**Input**
--------------------------------
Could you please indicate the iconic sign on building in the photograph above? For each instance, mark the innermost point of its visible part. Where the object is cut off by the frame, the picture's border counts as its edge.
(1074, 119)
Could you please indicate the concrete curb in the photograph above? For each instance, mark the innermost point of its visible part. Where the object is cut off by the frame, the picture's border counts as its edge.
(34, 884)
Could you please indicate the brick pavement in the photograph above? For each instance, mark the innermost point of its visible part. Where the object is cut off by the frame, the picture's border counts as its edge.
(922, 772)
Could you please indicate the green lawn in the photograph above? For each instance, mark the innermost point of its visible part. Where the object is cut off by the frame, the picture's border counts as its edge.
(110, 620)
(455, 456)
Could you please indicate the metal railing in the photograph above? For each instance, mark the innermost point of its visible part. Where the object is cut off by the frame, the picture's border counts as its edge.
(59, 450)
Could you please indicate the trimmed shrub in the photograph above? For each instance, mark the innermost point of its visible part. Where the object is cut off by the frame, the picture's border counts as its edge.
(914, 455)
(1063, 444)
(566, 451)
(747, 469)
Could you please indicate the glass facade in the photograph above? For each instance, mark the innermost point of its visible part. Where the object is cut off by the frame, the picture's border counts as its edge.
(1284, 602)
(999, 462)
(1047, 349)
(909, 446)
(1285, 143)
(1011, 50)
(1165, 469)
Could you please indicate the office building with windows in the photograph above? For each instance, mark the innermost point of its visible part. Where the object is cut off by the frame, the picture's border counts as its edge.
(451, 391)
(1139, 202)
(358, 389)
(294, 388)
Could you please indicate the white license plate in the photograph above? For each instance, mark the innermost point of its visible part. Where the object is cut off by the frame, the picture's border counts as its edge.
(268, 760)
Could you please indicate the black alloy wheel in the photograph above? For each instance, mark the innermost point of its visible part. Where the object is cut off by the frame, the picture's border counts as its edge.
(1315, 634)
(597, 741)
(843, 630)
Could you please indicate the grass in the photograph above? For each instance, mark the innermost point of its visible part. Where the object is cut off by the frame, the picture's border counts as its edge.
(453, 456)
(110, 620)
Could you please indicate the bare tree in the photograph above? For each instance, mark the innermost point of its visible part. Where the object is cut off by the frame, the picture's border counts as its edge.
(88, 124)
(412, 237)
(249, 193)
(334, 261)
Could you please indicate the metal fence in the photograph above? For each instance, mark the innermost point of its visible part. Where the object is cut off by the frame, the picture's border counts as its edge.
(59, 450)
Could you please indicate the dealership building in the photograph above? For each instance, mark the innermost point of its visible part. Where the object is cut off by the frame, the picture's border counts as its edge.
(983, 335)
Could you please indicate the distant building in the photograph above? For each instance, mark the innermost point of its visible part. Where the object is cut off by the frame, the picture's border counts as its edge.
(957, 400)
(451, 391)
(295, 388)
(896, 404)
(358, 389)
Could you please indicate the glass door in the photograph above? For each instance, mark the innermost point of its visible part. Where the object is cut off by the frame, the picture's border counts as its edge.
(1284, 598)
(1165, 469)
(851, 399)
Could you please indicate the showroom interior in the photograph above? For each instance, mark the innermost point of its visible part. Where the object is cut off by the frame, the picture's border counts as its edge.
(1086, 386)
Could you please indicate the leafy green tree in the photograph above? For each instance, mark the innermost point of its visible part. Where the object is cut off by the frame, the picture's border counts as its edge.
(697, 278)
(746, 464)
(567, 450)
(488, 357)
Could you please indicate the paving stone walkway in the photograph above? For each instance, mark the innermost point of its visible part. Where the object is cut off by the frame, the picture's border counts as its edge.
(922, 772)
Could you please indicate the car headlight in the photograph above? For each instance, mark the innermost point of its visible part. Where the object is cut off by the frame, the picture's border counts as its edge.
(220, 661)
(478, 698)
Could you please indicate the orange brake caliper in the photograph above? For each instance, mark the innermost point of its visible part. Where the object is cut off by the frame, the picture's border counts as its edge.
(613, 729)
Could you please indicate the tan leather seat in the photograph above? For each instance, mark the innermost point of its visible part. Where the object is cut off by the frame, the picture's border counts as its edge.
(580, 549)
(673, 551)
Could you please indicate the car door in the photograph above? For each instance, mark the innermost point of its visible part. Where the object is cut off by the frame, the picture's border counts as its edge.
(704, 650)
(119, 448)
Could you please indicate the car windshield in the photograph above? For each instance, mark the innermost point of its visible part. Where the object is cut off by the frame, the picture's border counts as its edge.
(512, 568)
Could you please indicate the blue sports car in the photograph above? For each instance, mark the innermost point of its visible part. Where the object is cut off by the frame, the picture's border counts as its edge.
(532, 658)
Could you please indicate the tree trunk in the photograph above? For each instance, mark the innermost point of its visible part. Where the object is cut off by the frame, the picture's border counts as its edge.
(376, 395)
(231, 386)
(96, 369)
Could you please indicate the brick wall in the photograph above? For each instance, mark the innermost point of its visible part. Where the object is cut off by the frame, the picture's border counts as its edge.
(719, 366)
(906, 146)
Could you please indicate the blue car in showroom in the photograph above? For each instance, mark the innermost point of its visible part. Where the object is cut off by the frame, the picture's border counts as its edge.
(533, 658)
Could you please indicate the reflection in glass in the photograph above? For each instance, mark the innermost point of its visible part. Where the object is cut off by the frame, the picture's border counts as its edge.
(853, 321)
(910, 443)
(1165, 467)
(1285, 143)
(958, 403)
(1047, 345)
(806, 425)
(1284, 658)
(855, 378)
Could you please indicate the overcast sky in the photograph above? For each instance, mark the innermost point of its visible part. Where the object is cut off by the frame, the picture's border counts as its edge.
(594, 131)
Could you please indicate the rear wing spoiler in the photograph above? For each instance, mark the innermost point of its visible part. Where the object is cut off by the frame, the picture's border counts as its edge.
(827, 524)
--------------------------------
**Problem requirements**
Write every record out again, letter for letter.

**Problem solution**
Could you please indicate the iconic sign on building in the photograph above? For each instance, mark the innermost point of its visible part. Where the object is cut off by the frame, the picture's border counts as its edge.
(1074, 119)
Could you please indicate the concrete curb in the photograph above? For each instance, mark the innermost point of its visible part. Where the object is cut off by the frame, the picture's border counts as its edge.
(34, 884)
Could you please indicate the brick pavement in the photograph above? For each instance, mark the innermost point of its visible part. Where the object is cut off by the frame, the picture's border counts as its edge.
(922, 772)
Could you please indicate the green lawn in the photograph above? For each instance, mark the innermost point of its visible part. Where the object is cut off by the frame, the picture's border counts as its edge.
(110, 620)
(455, 456)
Could you please indicate the metal railing in the photograph above? For each instance, mark the innermost point of its visible part. Where the object is cut off by the frame, the picture's border counts as its edge.
(59, 450)
Could you please indicate the trimmed shrub in the photograph above? For each instance, mark the innermost point of its visible part. Where the object is cut off by the frame, the picture's border counts as its edge.
(914, 455)
(1063, 444)
(566, 451)
(747, 469)
Could you please indicate the glass facade in the photograph above? For each instance, mark the innermost point of its visible part. Where the object is cut off by the frame, the picture's border counts as its edge.
(1284, 602)
(999, 462)
(1047, 349)
(909, 446)
(1285, 143)
(1011, 50)
(1165, 469)
Could you please indicate the office building with windows in the photograph above? For each instance, mark the innermost point of its visible part. Where the object is cut off by the frame, the picture's border counts as its edge.
(451, 391)
(1139, 202)
(358, 389)
(294, 388)
Could you please indicate the white license plate in the photograph above? For each instance, mark the innermost point of its visible part. Where the object is cut off by the frame, the picture's border counts as its edge.
(268, 760)
Could you please indicate the black alloy wheel in the photograph above? For each instance, mark the innermost point of its visible part. Where the object is cut off by the frame, the picture's border counts as its edge.
(1315, 634)
(597, 741)
(843, 630)
Could you please indicate the grass in the photograph above? For each instance, mark the innermost point of its visible part. Where the object is cut off by the frame, the picture's border counts as its edge.
(453, 456)
(110, 620)
Could you please indicate the bare tree in the photograph above? For each instance, mark the innermost point of its visible part. Where the object is cut off by the frame, the picture's border counts as its edge.
(88, 124)
(412, 237)
(249, 193)
(334, 261)
Could you please indicate the metal fence in the photograph above? For each instance, mark the innermost point of its visible part. Where the object is cut off by the frame, the picture's border counts as its edge.
(59, 450)
Could you please indicate the dealership building in the photograph above? For each instance, mark the innermost point of its visible part. Where the object is cut off by the frame, the picture's border counts as its edge.
(983, 335)
Could you please indicate the distant building in the photograph above? For each instance, mark the innermost point of its visible part. Where the object is cut off by the frame, the picture's border counts as its edge.
(957, 400)
(451, 391)
(295, 388)
(896, 404)
(358, 389)
Could you please indicate the glass door in the photograph above? For each instance, mark the innermost point of its visible part. Where the object is cut off by the frame, the picture's border counts as its edge.
(1284, 598)
(1165, 469)
(851, 399)
Could you please indicate the showroom interior in the photograph above? For each instance, mark the innermost point of its visible part. Where the object is cut off by the frame, the picture's border counts as its edge.
(1086, 386)
Could you please indicate the leafy green tree in the photograph above? For each instance, mark the innermost point of its visible part. Where the object is cut off by the frame, the picture's border counts as its edge.
(697, 278)
(746, 464)
(567, 450)
(488, 357)
Could you please indicate the paving stone walkway in the photograph above? For each instance, mark the innermost point of its visible part. Where the object is cut off by the frame, the picture's border counts as its edge.
(922, 772)
Could you please indicate the car headlight in the photograph above? For each instance, mark the innermost point of its visible part. Where the object is cut off by the frame, the picture's border counts as its edge.
(220, 661)
(478, 698)
Could you please indicate the orange brake caliper in the photograph above? For each instance, mark the innermost point of its visible part. Where the object is cut off by the frame, the picture's border counts as its edge.
(613, 729)
Could you please indicate the tan leather seat in the photograph above? For each instance, mark the innermost point of its visible part. Where the object is cut off by the frame, the picture's border counts as its edge.
(580, 549)
(673, 551)
Could you please indicate the car door in the photograph above? For each instance, mark the innermost point of its visible part. Where the object is cut off by the frame, the picture's border counts as its edge.
(704, 650)
(119, 448)
Could you please indicate the car windshield in the photograph above? For each instance, mark the innermost point of its visible part. Where the object is cut off by the frame, the picture's border counts as its edge.
(512, 568)
Could you please indicate the blue sports car in the photograph above? For each instance, mark the innermost point of its visible part. Where the object is cut off by the frame, the picture's border counts as its edge.
(532, 658)
Could you please indicate the tree trunk in the photograph above? For each instance, mark the innermost point of its visible part. Where the object is cut off by the frame, the picture's border counts as its edge.
(376, 395)
(231, 386)
(96, 369)
Could you please indicate the brick wall in the photograph above? For each instance, mark the innermost point of its visible part. Where the object is cut off by the frame, the picture's border counts as its edge.
(719, 366)
(906, 146)
Could you please indicate the blue car in showroom in the photograph above? For each instance, mark the innermost point of its visible part. Where the object is cut off by the frame, the picture's border counts as its edge.
(533, 658)
Could you please indicate the reflection in glass in the photograph above? For each instance, mark the innermost point of its visible part. Where the object is cut off by the frame, the picture's border counts as its edge.
(853, 321)
(910, 443)
(1165, 467)
(1285, 143)
(958, 403)
(1047, 345)
(806, 425)
(1284, 658)
(855, 378)
Could you please indicate the overcast sky in the photograph above? For each instance, mark the innermost point of its visible part. Where the object is cut off by the frame, the picture's border counts as its edge.
(594, 131)
Could you please indicate the rear wing spoiler in the photograph above? For each instance, mark the innermost point of its visible part. Where the object is cut off by the frame, the picture's border counts as its edge.
(827, 524)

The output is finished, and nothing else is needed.